*Page excerpt*:
——

Molecular dynamics of proteorhodopsin in lipid bilayers by solid-state NMR.

Environmental factors such as temperature, hydration, and lipid bilayer properties are tightly coupled to the dynamics of membrane proteins. So far, site-resolved data visualizing the protein's response to alterations in these factors are rare, and conclusions had to be drawn from dynamic data averaged over the whole protein structure. In the current study, high-resolution solid-state NMR at high magnetic field was used to investigate their effects on the molecular dynamics of green proteorhodopsin, a bacterial light-driven proton pump. Through-space and through-bond correlation experiments were employed to identify and characterize highly mobile and motionally restricted regions of proteorhodopsin. Our data show that hydration water plays an essential role for enhancing molecular dynamics of residues in tails and interhelical loops, while it is found less important for residues in transmembrane domains or rigid, structured loop segments. In contrast, switching the lipids from the gel to their liquid crystalline phase enhances molecular fluctuations mainly in transmembrane helices on a time scale of 10(-6) s, but has little effect on loop and tail residues. Increased mobility is especially observed in helices C, F, and G, but also in the EF loop. Fluctuations in those regions are relevant to structural dynamics during the photocycle of proteorhodopsin. Our data are important for the functional understanding of proteorhodopsin, but also offer an important contribution to the general understanding of site-resolved effects of water and lipid bilayers onto the dynamic properties of membrane proteins.

——

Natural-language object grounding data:
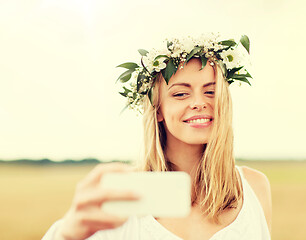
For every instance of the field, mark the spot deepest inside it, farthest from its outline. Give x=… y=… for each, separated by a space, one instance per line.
x=33 y=197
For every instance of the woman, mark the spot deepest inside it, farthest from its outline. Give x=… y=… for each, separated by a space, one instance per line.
x=183 y=90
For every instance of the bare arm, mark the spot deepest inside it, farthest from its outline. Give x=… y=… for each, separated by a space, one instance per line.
x=85 y=216
x=261 y=186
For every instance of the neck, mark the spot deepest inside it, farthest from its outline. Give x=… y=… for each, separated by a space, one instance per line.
x=184 y=157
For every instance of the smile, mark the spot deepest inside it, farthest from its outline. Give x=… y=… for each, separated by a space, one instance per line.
x=199 y=121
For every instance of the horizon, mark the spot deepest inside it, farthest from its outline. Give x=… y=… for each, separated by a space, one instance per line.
x=59 y=100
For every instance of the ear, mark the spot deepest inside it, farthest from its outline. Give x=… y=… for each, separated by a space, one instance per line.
x=160 y=116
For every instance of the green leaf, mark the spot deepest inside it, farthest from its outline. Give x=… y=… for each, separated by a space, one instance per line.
x=169 y=71
x=232 y=71
x=243 y=79
x=169 y=44
x=245 y=41
x=203 y=61
x=123 y=94
x=124 y=77
x=248 y=75
x=150 y=95
x=126 y=90
x=229 y=43
x=140 y=79
x=160 y=56
x=143 y=52
x=129 y=65
x=240 y=76
x=192 y=53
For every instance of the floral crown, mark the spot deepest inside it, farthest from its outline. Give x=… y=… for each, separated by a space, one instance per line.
x=139 y=80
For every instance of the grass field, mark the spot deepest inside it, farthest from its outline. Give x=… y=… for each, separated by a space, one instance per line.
x=33 y=197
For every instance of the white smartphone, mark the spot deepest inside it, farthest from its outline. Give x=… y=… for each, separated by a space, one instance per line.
x=163 y=194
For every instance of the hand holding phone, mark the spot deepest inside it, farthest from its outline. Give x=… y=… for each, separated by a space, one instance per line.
x=162 y=194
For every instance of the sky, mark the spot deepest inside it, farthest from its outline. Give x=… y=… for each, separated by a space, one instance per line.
x=58 y=58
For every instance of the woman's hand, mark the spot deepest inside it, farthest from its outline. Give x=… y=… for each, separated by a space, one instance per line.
x=85 y=216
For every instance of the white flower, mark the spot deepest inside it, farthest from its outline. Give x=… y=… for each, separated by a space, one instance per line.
x=187 y=44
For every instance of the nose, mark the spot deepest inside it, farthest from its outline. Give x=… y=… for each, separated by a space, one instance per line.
x=198 y=103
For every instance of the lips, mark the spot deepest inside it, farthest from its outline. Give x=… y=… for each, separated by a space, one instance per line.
x=199 y=121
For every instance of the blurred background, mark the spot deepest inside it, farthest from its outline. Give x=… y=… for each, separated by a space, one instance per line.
x=59 y=100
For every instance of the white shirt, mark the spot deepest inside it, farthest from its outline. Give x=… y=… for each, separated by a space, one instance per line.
x=250 y=224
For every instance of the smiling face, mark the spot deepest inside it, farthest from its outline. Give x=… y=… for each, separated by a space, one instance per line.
x=187 y=104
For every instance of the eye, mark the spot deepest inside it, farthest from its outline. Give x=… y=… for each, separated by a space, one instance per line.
x=180 y=95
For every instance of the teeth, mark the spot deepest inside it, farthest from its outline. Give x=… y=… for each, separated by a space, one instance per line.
x=202 y=120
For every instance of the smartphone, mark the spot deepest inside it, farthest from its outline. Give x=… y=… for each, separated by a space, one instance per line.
x=162 y=194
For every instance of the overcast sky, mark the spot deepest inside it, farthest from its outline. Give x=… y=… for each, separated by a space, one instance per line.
x=59 y=100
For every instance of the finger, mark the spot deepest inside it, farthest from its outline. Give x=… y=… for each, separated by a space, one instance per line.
x=97 y=197
x=95 y=175
x=100 y=220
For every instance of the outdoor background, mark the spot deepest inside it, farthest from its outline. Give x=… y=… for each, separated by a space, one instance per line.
x=59 y=100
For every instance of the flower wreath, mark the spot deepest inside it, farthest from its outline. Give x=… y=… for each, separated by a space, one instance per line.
x=229 y=54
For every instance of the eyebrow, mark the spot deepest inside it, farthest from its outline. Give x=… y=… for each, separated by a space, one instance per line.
x=188 y=85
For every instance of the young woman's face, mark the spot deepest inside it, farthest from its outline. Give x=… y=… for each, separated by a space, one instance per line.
x=187 y=104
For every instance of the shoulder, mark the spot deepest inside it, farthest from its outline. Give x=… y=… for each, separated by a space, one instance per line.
x=261 y=186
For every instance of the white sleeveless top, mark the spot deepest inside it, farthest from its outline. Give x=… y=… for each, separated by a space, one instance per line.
x=250 y=224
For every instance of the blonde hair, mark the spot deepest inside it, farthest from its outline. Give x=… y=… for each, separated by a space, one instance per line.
x=216 y=185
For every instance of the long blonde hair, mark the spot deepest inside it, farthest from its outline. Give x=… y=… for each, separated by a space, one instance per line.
x=216 y=185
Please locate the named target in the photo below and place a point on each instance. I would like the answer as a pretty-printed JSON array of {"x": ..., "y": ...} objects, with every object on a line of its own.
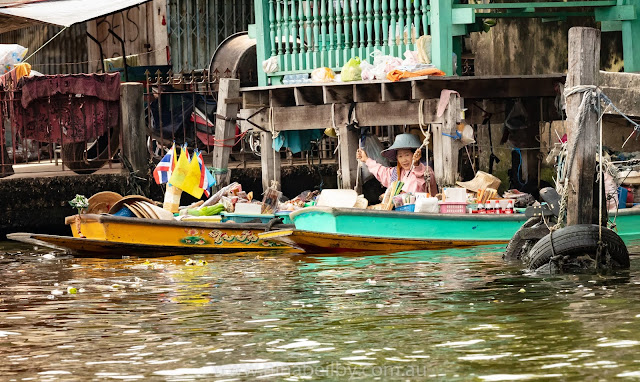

——

*Exercise description*:
Decide whether each statement agrees with the abstract on proteorhodopsin dynamics, answering yes or no and quoting the deciding words: (a) Hydration water mainly enhances the dynamics of residues in transmembrane domains. (b) Moving the lipids from the gel to the liquid crystalline phase mostly increases fluctuations in transmembrane helices. (c) The study used solid-state NMR at a low magnetic field. None of the lines is needed for this work.

*Your solution*:
(a) No: "while it is found less important for residues in transmembrane domains or rigid, structured loop segments."
(b) Yes: "switching the lipids from the gel to their liquid crystalline phase enhances molecular fluctuations mainly in transmembrane helices."
(c) No: "high-resolution solid-state NMR at high magnetic field was used."